*INSTRUCTIONS FOR THE TASK:*
Select every line of the data below that contains the word "gray" and copy each one.

═════ PROVIDED RECORDS ═════

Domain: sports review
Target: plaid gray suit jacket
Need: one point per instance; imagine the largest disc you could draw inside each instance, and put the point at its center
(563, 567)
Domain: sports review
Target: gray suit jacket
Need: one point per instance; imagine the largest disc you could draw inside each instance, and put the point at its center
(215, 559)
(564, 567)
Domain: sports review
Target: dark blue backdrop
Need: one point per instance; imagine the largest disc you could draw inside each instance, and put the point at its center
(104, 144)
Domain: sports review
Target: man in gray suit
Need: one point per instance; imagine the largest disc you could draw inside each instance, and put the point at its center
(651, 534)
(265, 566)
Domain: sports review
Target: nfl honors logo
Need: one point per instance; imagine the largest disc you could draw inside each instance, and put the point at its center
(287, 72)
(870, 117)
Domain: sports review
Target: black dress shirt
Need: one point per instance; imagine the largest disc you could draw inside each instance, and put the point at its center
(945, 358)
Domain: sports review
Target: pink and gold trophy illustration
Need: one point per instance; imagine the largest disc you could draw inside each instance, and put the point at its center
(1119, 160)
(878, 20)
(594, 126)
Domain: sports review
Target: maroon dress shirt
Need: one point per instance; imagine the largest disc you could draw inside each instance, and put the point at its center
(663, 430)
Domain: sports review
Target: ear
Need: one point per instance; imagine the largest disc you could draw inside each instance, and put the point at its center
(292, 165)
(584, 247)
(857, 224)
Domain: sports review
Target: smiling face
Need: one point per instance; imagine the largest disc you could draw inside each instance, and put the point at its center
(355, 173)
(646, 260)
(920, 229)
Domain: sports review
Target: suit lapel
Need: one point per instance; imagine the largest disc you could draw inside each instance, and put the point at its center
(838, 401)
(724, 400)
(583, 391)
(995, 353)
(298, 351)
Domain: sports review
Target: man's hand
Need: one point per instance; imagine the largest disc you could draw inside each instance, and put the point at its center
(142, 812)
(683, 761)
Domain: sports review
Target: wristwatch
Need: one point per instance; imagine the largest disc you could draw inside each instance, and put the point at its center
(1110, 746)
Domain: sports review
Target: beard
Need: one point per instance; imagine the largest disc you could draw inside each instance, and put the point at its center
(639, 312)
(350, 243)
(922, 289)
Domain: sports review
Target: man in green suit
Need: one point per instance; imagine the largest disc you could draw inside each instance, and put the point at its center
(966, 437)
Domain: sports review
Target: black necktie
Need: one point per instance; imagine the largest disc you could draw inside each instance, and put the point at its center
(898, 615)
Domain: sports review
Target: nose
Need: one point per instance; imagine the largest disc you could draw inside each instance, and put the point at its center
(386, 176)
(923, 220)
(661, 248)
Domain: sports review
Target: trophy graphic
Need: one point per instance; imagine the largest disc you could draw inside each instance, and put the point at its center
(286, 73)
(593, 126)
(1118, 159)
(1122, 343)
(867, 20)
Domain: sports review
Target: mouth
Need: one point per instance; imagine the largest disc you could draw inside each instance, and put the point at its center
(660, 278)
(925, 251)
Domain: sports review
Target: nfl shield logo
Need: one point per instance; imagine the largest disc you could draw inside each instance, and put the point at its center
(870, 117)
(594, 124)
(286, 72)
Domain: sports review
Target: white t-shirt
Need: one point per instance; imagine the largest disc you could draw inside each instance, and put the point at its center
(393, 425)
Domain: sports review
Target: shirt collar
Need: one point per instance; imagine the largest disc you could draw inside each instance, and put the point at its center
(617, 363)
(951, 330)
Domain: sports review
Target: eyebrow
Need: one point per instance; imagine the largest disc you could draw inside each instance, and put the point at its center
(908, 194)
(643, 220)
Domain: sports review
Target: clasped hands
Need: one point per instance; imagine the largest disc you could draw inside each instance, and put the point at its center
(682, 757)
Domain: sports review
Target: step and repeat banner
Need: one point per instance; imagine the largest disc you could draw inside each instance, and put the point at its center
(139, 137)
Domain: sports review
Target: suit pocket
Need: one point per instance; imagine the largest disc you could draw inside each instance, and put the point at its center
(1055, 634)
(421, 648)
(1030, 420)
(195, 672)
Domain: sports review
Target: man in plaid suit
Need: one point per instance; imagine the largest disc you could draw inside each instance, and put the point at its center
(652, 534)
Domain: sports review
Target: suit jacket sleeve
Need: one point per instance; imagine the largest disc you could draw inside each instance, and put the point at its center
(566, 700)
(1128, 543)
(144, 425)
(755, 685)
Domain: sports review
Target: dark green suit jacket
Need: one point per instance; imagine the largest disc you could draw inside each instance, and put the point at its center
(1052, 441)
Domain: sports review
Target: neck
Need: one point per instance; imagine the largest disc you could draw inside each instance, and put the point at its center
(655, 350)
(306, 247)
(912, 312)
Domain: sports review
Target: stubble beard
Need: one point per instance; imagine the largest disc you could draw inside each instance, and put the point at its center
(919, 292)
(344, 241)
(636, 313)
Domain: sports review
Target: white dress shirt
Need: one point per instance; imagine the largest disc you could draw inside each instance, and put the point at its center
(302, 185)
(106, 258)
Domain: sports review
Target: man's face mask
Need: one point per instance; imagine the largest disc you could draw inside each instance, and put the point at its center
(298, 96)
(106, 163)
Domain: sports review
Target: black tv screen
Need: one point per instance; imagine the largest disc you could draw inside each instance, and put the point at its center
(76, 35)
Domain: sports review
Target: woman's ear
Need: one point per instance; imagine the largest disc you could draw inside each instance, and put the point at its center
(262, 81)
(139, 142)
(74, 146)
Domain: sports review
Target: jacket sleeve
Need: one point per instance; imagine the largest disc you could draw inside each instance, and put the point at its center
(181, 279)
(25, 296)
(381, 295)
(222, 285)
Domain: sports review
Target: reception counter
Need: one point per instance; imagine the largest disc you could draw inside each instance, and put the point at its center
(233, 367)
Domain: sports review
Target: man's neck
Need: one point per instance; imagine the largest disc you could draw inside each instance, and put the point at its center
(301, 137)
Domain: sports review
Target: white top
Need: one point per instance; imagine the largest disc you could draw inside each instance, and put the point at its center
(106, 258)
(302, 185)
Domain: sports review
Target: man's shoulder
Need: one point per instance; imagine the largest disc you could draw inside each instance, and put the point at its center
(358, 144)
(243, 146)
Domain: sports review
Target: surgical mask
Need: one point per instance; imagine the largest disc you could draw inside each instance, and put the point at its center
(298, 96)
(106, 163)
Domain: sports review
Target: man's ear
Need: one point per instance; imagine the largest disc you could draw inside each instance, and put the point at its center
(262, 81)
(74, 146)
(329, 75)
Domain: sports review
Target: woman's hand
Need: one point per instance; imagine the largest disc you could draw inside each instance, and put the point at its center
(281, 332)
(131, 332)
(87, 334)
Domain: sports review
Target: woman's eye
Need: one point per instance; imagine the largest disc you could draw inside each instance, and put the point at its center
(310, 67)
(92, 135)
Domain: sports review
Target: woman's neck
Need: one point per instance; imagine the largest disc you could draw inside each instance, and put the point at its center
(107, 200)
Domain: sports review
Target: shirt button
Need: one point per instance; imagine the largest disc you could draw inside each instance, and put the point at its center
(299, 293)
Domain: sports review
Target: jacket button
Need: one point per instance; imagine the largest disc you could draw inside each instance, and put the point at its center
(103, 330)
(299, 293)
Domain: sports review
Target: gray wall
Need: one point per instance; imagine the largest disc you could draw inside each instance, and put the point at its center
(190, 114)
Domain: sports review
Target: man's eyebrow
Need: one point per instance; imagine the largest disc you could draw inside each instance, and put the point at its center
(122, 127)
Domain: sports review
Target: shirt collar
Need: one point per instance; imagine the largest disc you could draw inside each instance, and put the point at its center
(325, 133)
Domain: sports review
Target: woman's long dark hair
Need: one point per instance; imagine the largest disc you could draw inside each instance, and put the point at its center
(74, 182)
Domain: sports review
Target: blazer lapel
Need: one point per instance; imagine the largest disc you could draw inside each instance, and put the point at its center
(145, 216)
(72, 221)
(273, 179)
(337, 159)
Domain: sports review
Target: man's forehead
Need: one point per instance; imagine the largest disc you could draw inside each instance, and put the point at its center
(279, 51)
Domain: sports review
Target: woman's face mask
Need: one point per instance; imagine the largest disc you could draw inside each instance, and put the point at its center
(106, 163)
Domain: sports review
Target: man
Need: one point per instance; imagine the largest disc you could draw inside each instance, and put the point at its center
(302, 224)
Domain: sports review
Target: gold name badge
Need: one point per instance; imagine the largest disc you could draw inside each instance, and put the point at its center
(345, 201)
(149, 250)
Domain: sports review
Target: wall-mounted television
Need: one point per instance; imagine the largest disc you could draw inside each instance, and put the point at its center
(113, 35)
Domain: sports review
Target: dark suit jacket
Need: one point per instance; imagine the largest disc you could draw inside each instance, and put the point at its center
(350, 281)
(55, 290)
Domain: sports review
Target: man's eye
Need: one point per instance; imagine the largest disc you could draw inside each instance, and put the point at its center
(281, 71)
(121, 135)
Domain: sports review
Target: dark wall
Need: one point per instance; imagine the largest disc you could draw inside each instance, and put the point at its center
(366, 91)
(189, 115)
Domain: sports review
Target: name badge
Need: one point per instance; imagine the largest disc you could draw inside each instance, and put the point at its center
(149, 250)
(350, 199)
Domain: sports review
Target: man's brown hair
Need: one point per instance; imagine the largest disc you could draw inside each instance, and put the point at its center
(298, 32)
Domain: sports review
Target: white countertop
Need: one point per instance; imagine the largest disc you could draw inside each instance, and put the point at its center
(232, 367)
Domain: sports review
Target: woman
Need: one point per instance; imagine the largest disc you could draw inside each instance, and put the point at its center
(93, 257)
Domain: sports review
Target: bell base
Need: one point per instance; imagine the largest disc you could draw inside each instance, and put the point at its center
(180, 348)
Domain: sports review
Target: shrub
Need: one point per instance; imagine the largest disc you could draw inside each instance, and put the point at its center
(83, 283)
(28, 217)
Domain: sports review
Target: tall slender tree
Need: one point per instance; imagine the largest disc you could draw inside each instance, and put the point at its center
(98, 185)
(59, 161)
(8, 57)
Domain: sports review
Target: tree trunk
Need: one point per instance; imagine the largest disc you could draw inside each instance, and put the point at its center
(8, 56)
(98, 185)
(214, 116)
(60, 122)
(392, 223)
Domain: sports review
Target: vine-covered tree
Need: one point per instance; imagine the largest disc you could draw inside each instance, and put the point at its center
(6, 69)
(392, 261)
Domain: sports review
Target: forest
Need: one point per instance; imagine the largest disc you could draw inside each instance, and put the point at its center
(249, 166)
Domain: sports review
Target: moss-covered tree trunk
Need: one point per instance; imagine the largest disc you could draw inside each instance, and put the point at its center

═════

*EXERCISE ANSWER:*
Target: plaid gray suit jacket
Target: gray suit jacket
Target: man in gray suit
Target: gray wall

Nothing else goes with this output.